“Success always demands a greater effort” – Winston Churchill

Jobs Update

  • Initial jobless claims for the week ending August 20th, 2022 came in at 243,000,  down 2,000 people week-over-week.
  • Continuing claims came in at 1.415 million people, versus the adjusted number of 1.434 million people from the week prior, down 19,000 people week over week.

Stocks closed lower on Friday of last week and down week over week

Stocks plunged Friday as Federal Reserve Chairman, Jerome Powell, gave a brief and blunt message that the Fed plans to keep raising interest rates. During his Jackson Hole speech, Powell said that the Fed will continue raising interest rates and hold them at a higher level until it is confident inflation is under control. The DOW closed lower on Friday of last week, down -1,008.38  points (-3.03%), closing out the week at 32,283.4, down –1,423.34 points week over week. The S&P 500 closed lower on Friday of last week, down -141.46 (-3.37%), and closed out the week at 4,057.66, down -170.82 points week over week. The NASDAQ closed lower on Friday of last week, down -497.56 points (-3.92%), and closed the week at 12,141.71  points, down -563.51 points week over week.

Oil closed higher on Friday of last week and higher week over week

Oil prices ended the day higher on Friday of last week as the market shrugged off warnings from the Fed about economic pain ahead after initially trading lower. Oil prices had briefly fallen after Fed Chair Jerome Powell said tight monetary policy may be in store “for some time” to fight inflation, meaning slower growth, a weaker job market, and “some pain” for households and businesses. Meanwhile, the prospects of OPEC+ production cuts may be getting stronger. The UAE is the latest country to side with Saudi Arabia on their thinking with crude markets.  The impression remains that Saudi Arabia is not willing to tolerate any price slide below $90 per barrel. “Speculators could view this as an invitation to bet on further price rises without the need to fear any more pronounced price declines,” Commerzbank said in a note. WTI traded up 54 cents a barrel or (+.59%) to close at $93.06 a barrel on Friday of last week. Brent traded up US$1.65 a barrel or (+1.66%) to close at $100.99 per barrel U.S.

U.S. commercial crude oil inventories (excluding those in the Strategic Petroleum Reserve) decreased by 7.1 million barrels week over week. At 425.0 million barrels, U.S. crude oil inventories are 6% below the five-year average for this time of year.

Total motor gasoline inventories were virtually unchanged week over week and are 7% below the five-year average for this time of year.

Distillate fuel inventories decreased by 700,000 barrels week over week and are 24% below the five-year average for this time of year.

Propane/propylene inventories were also virtually unchanged week over week and are 11% below the five-year average for this time of year.

Propane prices were down 2 cents per gallon week over week and down 4 cents per gallon year over year, settling at $1.08 per gallon on Friday of last week.  

Overall, total commercial petroleum inventories increased by 1.4 million barrels week over week.

_WHAT YOU WILL DO:_
(1) According to the market update, at what price did propane settle on Friday of last week?
(2) Carry on the market update from its last sentence, about total commercial petroleum inventories.
The material after the market update has nothing to do with it.

_INFORMATION SHOWN:_
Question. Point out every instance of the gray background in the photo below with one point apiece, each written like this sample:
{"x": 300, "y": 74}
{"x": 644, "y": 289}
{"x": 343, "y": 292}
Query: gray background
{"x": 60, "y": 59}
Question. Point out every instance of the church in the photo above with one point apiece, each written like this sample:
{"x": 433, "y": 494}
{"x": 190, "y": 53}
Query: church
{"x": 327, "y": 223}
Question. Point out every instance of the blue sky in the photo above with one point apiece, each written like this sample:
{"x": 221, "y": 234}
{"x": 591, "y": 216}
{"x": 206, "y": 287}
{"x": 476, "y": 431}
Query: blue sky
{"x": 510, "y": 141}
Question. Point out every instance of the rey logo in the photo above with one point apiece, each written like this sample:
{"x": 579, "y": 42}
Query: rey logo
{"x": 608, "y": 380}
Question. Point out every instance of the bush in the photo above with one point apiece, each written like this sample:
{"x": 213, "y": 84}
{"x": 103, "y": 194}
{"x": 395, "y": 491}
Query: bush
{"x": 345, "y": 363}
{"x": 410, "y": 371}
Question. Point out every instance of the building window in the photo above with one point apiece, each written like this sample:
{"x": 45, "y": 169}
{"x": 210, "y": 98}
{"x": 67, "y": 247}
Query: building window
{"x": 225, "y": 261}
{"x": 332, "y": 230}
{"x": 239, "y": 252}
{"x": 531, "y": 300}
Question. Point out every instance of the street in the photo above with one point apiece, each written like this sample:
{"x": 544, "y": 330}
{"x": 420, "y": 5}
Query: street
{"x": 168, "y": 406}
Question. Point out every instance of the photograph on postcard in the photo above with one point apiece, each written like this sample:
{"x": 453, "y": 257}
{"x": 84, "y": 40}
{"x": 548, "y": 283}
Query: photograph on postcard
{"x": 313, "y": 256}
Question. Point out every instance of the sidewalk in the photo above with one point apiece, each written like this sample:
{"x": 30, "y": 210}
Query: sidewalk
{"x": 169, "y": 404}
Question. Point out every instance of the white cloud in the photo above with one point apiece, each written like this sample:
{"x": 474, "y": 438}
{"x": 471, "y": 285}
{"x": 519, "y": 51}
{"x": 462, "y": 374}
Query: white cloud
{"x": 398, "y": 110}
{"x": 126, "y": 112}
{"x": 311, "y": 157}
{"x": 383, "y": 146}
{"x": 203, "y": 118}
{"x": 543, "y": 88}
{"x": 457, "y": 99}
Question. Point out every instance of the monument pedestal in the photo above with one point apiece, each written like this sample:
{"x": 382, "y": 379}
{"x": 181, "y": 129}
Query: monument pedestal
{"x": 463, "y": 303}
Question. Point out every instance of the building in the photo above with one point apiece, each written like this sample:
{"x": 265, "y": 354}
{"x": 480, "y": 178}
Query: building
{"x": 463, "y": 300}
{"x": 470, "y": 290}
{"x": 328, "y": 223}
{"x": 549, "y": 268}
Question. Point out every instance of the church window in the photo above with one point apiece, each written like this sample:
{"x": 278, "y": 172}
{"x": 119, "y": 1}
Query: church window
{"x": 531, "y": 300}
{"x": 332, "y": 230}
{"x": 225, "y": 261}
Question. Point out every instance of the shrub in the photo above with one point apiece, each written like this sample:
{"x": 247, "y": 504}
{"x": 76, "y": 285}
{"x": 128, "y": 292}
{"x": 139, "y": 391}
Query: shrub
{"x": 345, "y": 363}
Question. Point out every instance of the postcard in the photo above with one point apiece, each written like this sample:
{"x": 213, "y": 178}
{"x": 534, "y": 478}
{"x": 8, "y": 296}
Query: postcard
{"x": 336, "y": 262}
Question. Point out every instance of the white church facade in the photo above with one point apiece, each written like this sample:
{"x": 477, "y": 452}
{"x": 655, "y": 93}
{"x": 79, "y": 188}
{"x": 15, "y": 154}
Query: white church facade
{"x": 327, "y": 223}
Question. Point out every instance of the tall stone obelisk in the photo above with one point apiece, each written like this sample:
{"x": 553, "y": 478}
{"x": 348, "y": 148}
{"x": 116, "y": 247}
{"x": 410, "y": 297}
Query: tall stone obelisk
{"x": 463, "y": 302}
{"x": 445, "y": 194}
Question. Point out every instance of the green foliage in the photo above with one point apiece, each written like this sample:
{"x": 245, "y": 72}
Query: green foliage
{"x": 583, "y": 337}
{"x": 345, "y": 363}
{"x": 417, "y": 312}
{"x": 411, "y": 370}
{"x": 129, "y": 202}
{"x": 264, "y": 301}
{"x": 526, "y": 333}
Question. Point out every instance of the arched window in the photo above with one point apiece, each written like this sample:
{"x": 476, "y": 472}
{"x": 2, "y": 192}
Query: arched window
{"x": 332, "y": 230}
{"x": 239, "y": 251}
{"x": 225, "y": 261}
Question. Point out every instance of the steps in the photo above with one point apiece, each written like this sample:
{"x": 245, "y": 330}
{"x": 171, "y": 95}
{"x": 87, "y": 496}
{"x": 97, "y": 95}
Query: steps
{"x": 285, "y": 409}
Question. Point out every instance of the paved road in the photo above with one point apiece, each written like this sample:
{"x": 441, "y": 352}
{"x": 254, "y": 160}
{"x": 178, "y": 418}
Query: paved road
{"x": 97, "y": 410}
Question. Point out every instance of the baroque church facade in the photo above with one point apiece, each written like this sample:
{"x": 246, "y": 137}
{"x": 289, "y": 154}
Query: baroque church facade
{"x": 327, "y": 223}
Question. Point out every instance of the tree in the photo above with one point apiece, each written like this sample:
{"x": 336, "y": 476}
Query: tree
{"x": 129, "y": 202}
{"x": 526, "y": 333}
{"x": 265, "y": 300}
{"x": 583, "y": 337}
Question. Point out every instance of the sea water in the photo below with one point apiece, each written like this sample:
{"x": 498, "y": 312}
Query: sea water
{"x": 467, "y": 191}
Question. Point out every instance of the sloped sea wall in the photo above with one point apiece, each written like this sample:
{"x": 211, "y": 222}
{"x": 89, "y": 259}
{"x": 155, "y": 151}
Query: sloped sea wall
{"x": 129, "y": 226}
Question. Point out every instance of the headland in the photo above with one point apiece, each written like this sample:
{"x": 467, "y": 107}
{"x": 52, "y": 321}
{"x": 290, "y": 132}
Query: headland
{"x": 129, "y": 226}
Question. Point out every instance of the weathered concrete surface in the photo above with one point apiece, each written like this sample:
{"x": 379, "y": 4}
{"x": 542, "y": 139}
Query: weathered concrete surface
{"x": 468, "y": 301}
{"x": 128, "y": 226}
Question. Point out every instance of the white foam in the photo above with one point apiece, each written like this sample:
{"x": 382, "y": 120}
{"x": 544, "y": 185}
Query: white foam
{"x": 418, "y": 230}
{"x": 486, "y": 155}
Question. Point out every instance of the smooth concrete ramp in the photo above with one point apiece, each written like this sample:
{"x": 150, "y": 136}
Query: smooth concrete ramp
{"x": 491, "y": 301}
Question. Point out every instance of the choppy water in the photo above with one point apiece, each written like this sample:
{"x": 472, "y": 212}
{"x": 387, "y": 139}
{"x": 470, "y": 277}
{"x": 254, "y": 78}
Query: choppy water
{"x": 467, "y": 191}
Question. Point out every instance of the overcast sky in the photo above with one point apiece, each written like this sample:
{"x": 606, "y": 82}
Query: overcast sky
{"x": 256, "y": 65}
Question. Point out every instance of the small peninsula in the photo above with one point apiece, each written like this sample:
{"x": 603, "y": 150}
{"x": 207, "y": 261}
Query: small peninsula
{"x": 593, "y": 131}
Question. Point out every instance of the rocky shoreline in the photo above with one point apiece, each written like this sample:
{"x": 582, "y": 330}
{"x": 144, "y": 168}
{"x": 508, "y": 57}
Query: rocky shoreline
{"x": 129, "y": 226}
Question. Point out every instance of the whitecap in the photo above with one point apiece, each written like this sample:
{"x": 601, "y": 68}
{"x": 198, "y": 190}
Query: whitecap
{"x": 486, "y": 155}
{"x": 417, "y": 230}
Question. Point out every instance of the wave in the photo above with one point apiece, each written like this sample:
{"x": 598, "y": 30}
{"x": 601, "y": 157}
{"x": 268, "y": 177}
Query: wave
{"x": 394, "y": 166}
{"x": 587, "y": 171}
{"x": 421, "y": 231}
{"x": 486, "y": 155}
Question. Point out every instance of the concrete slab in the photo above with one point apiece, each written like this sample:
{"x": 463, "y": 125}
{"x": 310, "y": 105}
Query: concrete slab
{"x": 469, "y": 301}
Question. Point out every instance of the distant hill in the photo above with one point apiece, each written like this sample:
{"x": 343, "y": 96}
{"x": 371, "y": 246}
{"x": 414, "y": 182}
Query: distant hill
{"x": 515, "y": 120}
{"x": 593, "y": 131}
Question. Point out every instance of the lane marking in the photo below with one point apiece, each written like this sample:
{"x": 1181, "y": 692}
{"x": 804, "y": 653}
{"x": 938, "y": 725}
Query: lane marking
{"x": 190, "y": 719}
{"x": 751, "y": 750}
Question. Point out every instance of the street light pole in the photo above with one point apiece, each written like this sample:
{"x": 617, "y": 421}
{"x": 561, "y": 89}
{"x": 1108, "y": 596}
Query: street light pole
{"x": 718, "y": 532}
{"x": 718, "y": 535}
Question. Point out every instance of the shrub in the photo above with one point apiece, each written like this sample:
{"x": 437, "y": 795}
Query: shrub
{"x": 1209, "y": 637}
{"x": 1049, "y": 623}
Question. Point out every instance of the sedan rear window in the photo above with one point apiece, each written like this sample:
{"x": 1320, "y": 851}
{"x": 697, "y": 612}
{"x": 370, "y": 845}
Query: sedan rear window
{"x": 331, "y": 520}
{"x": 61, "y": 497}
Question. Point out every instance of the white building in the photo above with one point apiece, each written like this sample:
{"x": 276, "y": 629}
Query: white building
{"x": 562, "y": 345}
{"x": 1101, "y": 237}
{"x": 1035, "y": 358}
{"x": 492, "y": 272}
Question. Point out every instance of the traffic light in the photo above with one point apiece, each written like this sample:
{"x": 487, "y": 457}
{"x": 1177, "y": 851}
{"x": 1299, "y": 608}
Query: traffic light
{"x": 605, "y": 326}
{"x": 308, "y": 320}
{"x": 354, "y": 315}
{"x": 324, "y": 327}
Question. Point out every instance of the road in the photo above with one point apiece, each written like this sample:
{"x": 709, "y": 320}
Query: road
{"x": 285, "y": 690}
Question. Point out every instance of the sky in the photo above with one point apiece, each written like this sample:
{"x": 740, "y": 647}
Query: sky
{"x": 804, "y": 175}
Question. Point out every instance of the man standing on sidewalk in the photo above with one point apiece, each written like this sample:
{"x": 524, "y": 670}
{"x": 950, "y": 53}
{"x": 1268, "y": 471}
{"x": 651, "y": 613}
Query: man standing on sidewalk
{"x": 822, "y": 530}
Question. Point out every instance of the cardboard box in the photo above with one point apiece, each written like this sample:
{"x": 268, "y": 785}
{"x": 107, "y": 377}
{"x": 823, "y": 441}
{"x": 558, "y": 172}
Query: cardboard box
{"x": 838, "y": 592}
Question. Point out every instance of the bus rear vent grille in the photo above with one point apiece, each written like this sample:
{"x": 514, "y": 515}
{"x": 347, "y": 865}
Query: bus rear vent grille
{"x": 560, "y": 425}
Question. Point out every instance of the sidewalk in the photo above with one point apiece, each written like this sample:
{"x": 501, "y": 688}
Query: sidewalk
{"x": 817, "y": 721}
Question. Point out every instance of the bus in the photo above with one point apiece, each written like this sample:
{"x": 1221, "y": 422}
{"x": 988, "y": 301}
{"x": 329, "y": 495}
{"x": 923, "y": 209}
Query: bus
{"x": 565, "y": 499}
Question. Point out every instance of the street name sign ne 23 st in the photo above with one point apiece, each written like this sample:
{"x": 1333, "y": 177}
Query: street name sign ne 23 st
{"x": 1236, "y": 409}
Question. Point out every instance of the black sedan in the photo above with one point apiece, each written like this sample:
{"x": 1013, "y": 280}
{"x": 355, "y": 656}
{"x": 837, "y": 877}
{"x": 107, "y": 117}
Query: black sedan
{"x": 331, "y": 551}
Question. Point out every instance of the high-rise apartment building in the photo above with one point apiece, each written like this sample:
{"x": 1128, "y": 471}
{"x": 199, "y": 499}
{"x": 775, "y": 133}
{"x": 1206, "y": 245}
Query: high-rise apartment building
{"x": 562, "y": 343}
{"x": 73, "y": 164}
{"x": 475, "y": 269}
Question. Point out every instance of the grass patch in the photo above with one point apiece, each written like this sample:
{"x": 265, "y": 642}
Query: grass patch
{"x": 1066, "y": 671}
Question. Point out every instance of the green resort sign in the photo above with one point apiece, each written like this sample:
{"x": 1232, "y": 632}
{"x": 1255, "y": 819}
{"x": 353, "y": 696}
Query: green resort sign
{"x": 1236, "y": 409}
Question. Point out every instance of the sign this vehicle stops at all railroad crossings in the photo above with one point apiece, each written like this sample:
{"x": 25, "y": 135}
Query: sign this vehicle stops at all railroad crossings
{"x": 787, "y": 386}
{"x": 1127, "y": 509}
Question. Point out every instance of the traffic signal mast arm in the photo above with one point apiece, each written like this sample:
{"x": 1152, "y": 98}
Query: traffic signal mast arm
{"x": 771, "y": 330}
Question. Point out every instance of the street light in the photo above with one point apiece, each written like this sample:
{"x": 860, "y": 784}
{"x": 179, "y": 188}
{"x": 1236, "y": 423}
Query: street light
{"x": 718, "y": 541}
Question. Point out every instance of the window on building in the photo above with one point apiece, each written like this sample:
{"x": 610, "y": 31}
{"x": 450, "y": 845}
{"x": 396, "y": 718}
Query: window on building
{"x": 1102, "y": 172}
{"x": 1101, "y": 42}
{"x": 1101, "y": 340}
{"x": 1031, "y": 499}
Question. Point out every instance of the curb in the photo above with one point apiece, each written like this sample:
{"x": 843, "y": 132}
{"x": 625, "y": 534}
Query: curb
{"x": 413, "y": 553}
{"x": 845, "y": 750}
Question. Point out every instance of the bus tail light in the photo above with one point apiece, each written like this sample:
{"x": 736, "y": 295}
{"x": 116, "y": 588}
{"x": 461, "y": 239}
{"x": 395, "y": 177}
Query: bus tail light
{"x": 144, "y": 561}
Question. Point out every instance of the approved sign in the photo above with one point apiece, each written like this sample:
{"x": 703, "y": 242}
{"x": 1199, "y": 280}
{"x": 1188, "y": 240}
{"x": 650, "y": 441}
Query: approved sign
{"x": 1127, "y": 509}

_THE RESPONSES:_
(1) $1.08 per gallon.

(2)
U.S. crude oil imports averaged 6.2 million barrels per day during the week ending August 19th, an increase of 40,000 barrels per day week over week. Over the past four weeks, crude oil imports averaged 6.5 million barrels per day, 1.9% more than the same four-week period last year. Total motor gasoline imports (including both finished gasoline and gasoline blending components) averaged 615,000 barrels per day, and distillate fuel imports averaged 173,000 barrels per day during the week ending August 19th, 2022.

U.S. crude oil refinery inputs averaged 16.3 million barrels per day during the week ending August 19, 2022, which was 168,000 barrels per day less than the previous week’s average.

As of the writing of this report, WTI is poised to open at $90.64, up $0.93 per barrel from Friday’s close.

North American Rail Traffic

Week Ending August 24th, 2022.

Total North American weekly rail volumes were down  -2.8% in week 33 compared with the same week last year. Total carloads for the week ending August 20th were 334,389, down -0.6% compared with the same week in 2021, while Weekly intermodal volume was 354,588, down -4.8% compared to 2021. 7 of the AAR’s 11 major traffic categories posted year-over-year declines with the most significant decrease coming from Grain (-11.6%). The largest increase was from Coal  (+4.5%) and Nonmetallic Minerals (+4.2%).

In the east, CSX’s total volumes were down -2.49%, with the largest decrease coming from Other (-12.93%) and the largest increase from Grain (+14.21%).  Norfolk Southern’s total volumes were up +2.55%, with the largest decrease coming from Petroleum and Petroleum products (-15.65%) and the largest increase from Coal (+23.32%).

In the west, BN’s total volumes were up  4.41%, with the largest decrease coming from Other (-23.15%), the largest increase coming from Grain (+19.60%) UP’s total rail volumes were up +7.52% with the largest decrease coming from Petroleum and Petroleum Products (-15.36%) and the largest increase coming from Grain (+32.67%).

In Canada, CN’s total rail volumes were down -by 2.37% with the largest decrease coming from Chemicals  (-9.82%)  and the largest increase coming from Nonmetallic Minerals (+35.53%).  CP’s total rail volumes were down -2.08% with the largest decrease coming from Other (-34.55%) and the largest increase coming from Intermodal (+18.38%).

KCS’s total rail volumes were down -2.78% with the largest increase coming from Farm Products (+11.52%) and the largest decrease coming from Motor Vehicles and Parts (-18.83%).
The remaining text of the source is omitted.